**To do**
Express the material below as a JSON list of strings, one string per line and blank lines left out. Include only the lines starting at the one containing "Q: Find one point on every instance of the green" and ending at the last line of the material.

---------- Given data ----------

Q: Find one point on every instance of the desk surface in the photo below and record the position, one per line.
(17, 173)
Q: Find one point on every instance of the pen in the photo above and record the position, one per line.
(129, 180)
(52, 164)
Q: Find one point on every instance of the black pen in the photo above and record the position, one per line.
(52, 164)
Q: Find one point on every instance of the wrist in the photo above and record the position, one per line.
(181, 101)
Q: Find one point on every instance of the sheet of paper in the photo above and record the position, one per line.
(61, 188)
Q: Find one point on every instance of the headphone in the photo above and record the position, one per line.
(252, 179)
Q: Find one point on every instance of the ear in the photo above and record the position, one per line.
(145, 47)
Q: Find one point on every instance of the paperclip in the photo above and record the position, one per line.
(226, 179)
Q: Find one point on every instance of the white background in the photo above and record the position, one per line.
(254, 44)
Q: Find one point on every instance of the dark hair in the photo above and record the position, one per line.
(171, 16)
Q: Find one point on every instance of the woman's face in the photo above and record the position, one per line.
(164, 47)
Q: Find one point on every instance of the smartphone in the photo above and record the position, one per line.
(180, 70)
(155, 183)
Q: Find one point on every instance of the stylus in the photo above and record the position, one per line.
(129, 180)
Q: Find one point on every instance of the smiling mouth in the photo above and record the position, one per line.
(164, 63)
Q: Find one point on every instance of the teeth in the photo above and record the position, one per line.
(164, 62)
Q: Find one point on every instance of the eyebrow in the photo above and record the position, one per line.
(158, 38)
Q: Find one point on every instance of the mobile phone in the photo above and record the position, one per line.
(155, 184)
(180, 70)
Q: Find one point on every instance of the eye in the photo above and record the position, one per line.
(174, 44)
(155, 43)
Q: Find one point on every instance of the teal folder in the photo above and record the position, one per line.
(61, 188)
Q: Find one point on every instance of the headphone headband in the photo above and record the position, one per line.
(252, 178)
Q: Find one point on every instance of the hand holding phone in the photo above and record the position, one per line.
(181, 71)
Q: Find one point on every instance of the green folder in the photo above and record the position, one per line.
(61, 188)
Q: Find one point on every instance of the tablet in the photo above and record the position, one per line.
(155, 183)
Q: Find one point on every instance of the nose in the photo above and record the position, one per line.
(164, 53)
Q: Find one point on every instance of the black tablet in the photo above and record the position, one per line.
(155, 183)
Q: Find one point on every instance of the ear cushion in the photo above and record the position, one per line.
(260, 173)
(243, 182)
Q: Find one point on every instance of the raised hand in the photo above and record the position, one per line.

----------

**Answer in full**
[
  "Q: Find one point on every instance of the green folder in the photo above and record the position, one per line.",
  "(61, 188)",
  "Q: Find one point on every instance of the tablet in the photo above and record the position, one per line.",
  "(155, 183)",
  "Q: Find one point on every instance of the nose in the photo above and record the position, one per line.",
  "(164, 53)",
  "Q: Find one point on every instance of the black tablet in the photo above and record the position, one per line.",
  "(155, 183)",
  "Q: Find one point on every instance of the ear cushion in the photo above and record the position, one per line.",
  "(260, 173)",
  "(243, 182)",
  "Q: Find one point on every instance of the raised hand in the photo above and record the position, one per line."
]